**ACTIVITY:**
Count every line in the entries that holds the word "below". The reply is that count alone.
::: INFORMATION PROVIDED
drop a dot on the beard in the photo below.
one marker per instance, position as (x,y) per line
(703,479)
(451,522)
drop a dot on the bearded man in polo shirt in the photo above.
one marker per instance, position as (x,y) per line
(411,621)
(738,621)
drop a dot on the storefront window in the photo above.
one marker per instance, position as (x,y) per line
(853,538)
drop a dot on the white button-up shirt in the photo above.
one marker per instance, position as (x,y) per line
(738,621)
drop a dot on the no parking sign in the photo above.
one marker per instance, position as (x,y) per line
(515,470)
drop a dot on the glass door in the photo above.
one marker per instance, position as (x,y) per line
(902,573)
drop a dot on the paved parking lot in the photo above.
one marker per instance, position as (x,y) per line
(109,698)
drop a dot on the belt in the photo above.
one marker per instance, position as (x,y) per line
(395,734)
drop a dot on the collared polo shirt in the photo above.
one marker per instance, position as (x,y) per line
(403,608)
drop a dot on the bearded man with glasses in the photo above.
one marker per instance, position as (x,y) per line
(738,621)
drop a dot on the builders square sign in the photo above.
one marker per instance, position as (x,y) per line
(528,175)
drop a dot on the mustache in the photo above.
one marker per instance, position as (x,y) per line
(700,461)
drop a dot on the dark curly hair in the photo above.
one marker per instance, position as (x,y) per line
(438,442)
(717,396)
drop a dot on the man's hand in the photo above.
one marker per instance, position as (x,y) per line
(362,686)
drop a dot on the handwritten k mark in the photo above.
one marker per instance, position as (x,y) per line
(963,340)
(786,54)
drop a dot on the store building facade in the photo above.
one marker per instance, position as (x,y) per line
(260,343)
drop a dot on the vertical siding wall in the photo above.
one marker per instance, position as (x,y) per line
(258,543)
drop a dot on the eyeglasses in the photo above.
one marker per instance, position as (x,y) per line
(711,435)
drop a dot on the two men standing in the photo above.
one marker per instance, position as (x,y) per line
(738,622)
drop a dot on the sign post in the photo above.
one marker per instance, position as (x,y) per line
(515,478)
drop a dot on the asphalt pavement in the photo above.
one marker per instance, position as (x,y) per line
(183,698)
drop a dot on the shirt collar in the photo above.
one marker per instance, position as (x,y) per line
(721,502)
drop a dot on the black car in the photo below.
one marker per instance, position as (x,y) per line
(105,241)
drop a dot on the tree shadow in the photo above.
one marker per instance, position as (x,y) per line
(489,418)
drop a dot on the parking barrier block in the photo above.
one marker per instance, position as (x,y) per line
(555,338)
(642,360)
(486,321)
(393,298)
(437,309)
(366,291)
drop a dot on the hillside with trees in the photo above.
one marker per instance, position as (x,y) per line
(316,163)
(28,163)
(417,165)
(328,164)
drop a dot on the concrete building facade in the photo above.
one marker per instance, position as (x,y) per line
::::::
**RESULT OF THIS EXERCISE:**
2